* TASKS TO PERFORM
[a] Retype part of the Kimco passage word for word, beginning at the words "During the fourth" and stopping after the words "approximately $140 million.".
[b] In the Kimco passage, rewrite the paragraph beginning "In the fourth quarter, the company disposed" as a short list that keeps its main facts.
=== EXTRACT PROVIDED ===
During the fourth quarter, the company converted its preferred equity interest in five shopping centers into wholly-owned investments and sold interests in three other retail preferred equity investments. As a result of these activities, Kimco recognized non-recurring income of $2.5 million, net of tax. Additionally, the company incurred a $4.5 million non-cash impairment on a retail preferred equity investment anticipated to be sold in 2011. For the full year 2010, the company reduced its retail preferred equity investments by approximately $140 million.

In the fourth quarter, the company disposed of three New York urban portfolio assets for $34.0 million resulting in non-recurring income of $13.2 million, net of tax. Additionally, Kimco recognized $8.7 million, net of tax, of non-recurring income from the Albertsons joint venture attributable to a distribution from the sale of properties. At year end, the joint venture between Kimco and Westmont entered into a contract of sale for one of the Canadian hotels resulting in a $5.6 million non-cash impairment charge.
=== DATA EXCERPT ===
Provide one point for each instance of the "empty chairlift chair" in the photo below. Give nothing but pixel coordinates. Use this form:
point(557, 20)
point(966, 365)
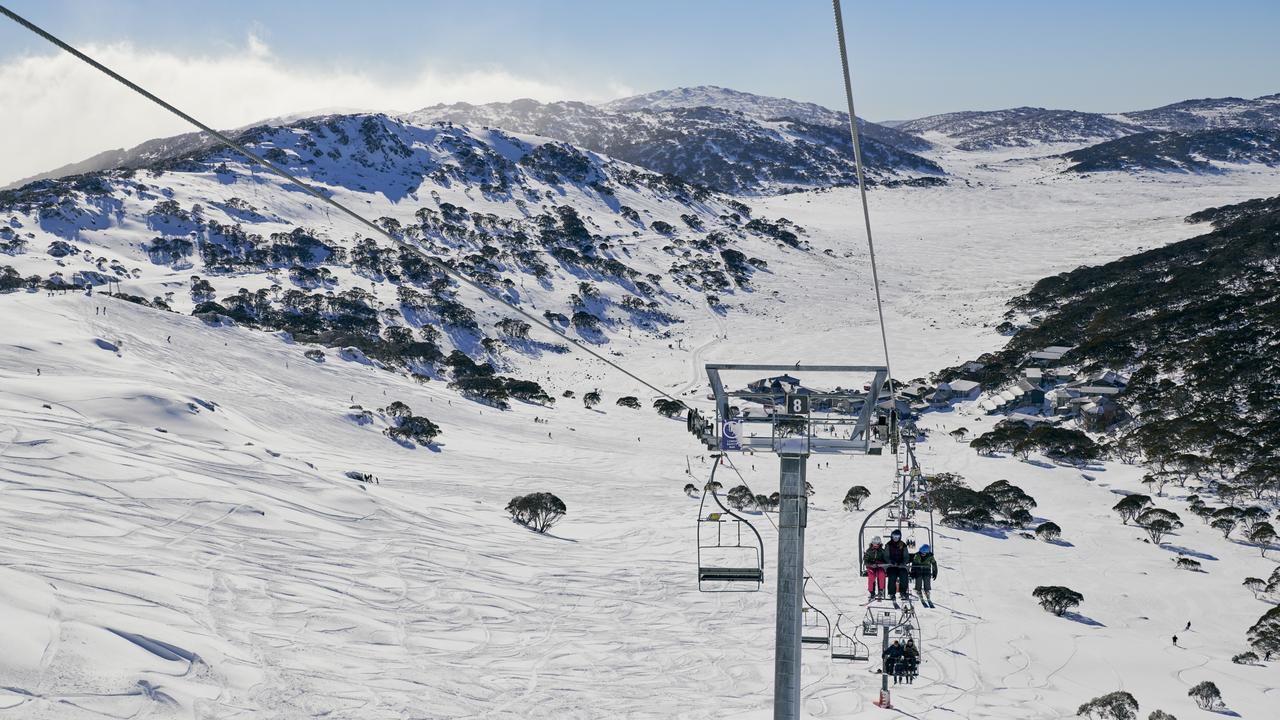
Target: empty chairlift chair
===
* TASK-BY-TASK RESULTS
[a]
During the fourth quarter, the company converted its preferred equity interest in five shopping centers into wholly-owned investments and sold interests in three other retail preferred equity investments. As a result of these activities, Kimco recognized non-recurring income of $2.5 million, net of tax. Additionally, the company incurred a $4.5 million non-cash impairment on a retail preferred equity investment anticipated to be sold in 2011. For the full year 2010, the company reduced its retail preferred equity investments by approximately $140 million.

[b]
- Sold three New York urban portfolio assets for $34.0 million, recognizing $13.2 million of non-recurring income, net of tax.
- Recognized $8.7 million of non-recurring income, net of tax, from the Albertsons joint venture, from a distribution tied to property sales.
- At year end, the Kimco–Westmont joint venture contracted to sell one Canadian hotel, producing a $5.6 million non-cash impairment charge.